▶ _Reading passage_:
[Start of Attachment]

Wednesday, May 9, 2007

Sceptic Gets Mired in Controversy

Well known Global Warming sceptic Professor Bob Carter gets a fair hearing and gets into trouble. He got more than flashy soundbites to elaborate on his position. He got himself against a mighty listener: Dr Stephen Schneider. All we ask that Mr Carter should also listen. To himself.

So hear Mr Carter out. In introduction, his position is that putting Carbon Dioxide (CO2) into the air is like putting coats of white paint on a house. The first quantum (layer) will reflect most of the sunshine and consecutive layers - no matter how many - will not add much more to the reflectivity. Similarly, he says, doubling CO2 is causing most of the warming and consecutive outputs are not that big of a concern.

He supports his argument by saying that warming should be seen on a very long time horizon measured in hundreds of thousands perhaps millions of years. He argues these are processes of geological length. And than he turns around and says, a shining fact to support him is the fact that in the past 3-5 years warming that is more than the background noise warming (we don't know what he means by that and he does not elaborate) has not increased.

Well done Mr Carter. No one needs to argue with you if you defeat your own argument. Twice.

First: How historic long term is 3-5 years? Probably not much.
Second: If most of the warming is caused by the doubling of CO2 and not the consequtive outputs and changes are locked in for 30-40 years already (a consensus reached by scientists of both side of the barrier) than we should worry probably even more about the destructive nature of CO2 and its effects on the whole eco - AND biosphere.

It appears that it was a noble intention on his part to broaden the definition of change - not just weather change. But Mr Carter ran into a formidable opponent in Dr Stephen Schneider. While Mr Carter is certainly an able proponent of possible changes on the geological time-scale (himself being from the Marine Geophysical Laboratory, James Cook University.)

[End of Attachment]

▶ _Data provided_:
[Start of Attachment]

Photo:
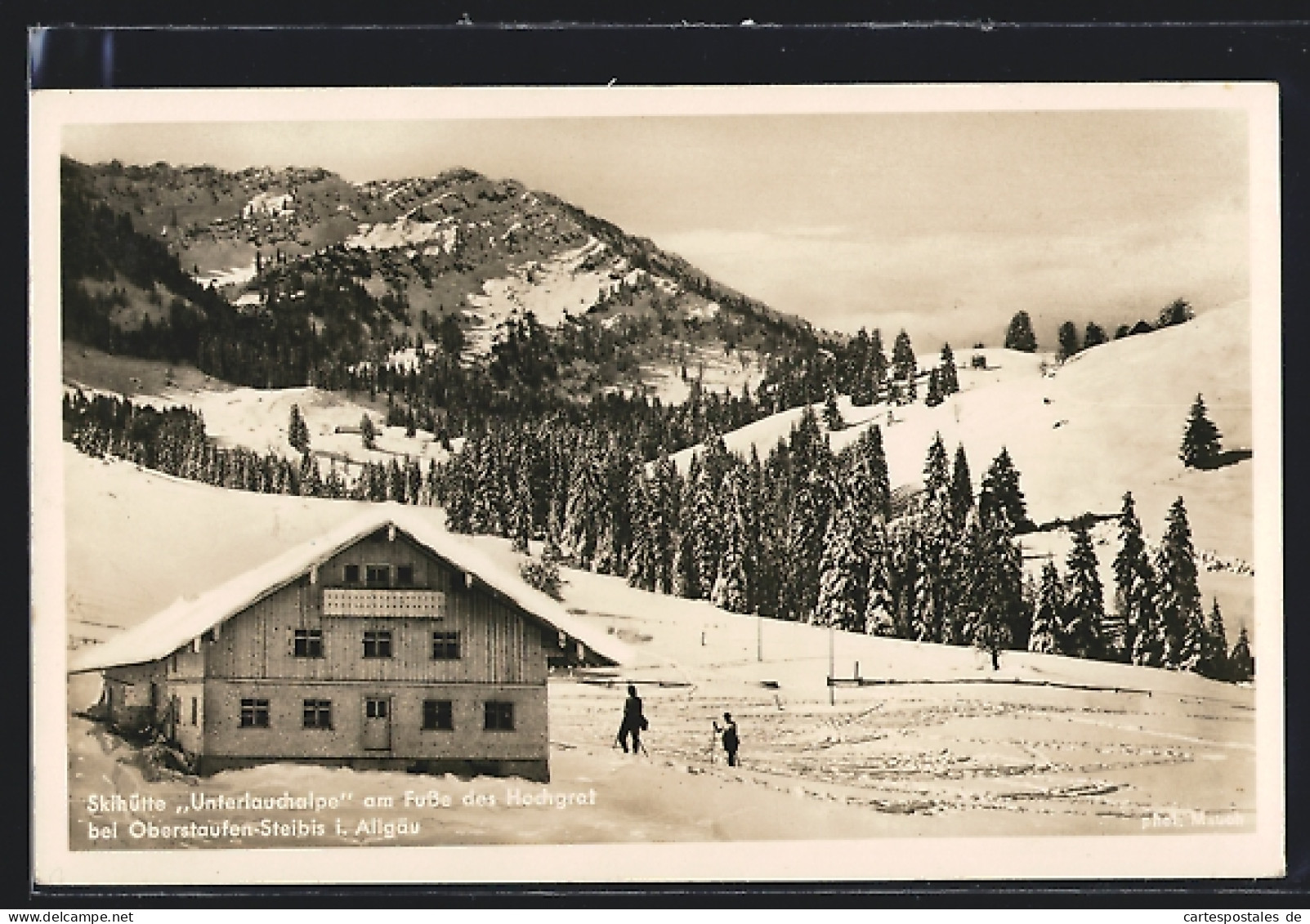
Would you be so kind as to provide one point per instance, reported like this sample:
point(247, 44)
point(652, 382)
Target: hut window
point(445, 645)
point(499, 716)
point(438, 715)
point(254, 713)
point(378, 643)
point(317, 713)
point(310, 643)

[End of Attachment]

▶ _Task directions_:
Repeat the blog post about Professor Bob Carter word for word.

▶ _Final answer_:
Wednesday, May 9, 2007

Sceptic Gets Mired in Controversy

Well known Global Warming sceptic Professor Bob Carter gets a fair hearing and gets into trouble. He got more than flashy soundbites to elaborate on his position. He got himself against a mighty listener: Dr Stephen Schneider. All we ask that Mr Carter should also listen. To himself.

So hear Mr Carter out. In introduction, his position is that putting Carbon Dioxide (CO2) into the air is like putting coats of white paint on a house. The first quantum (layer) will reflect most of the sunshine and consecutive layers - no matter how many - will not add much more to the reflectivity. Similarly, he says, doubling CO2 is causing most of the warming and consecutive outputs are not that big of a concern.

He supports his argument by saying that warming should be seen on a very long time horizon measured in hundreds of thousands perhaps millions of years. He argues these are processes of geological length. And than he turns around and says, a shining fact to support him is the fact that in the past 3-5 years warming that is more than the background noise warming (we don't know what he means by that and he does not elaborate) has not increased.

Well done Mr Carter. No one needs to argue with you if you defeat your own argument. Twice.

First: How historic long term is 3-5 years? Probably not much.
Second: If most of the warming is caused by the doubling of CO2 and not the consequtive outputs and changes are locked in for 30-40 years already (a consensus reached by scientists of both side of the barrier) than we should worry probably even more about the destructive nature of CO2 and its effects on the whole eco - AND biosphere.

It appears that it was a noble intention on his part to broaden the definition of change - not just weather change. But Mr Carter ran into a formidable opponent in Dr Stephen Schneider. While Mr Carter is certainly an able proponent of possible changes on the geological time-scale (himself being from the Marine Geophysical Laboratory, James Cook University.)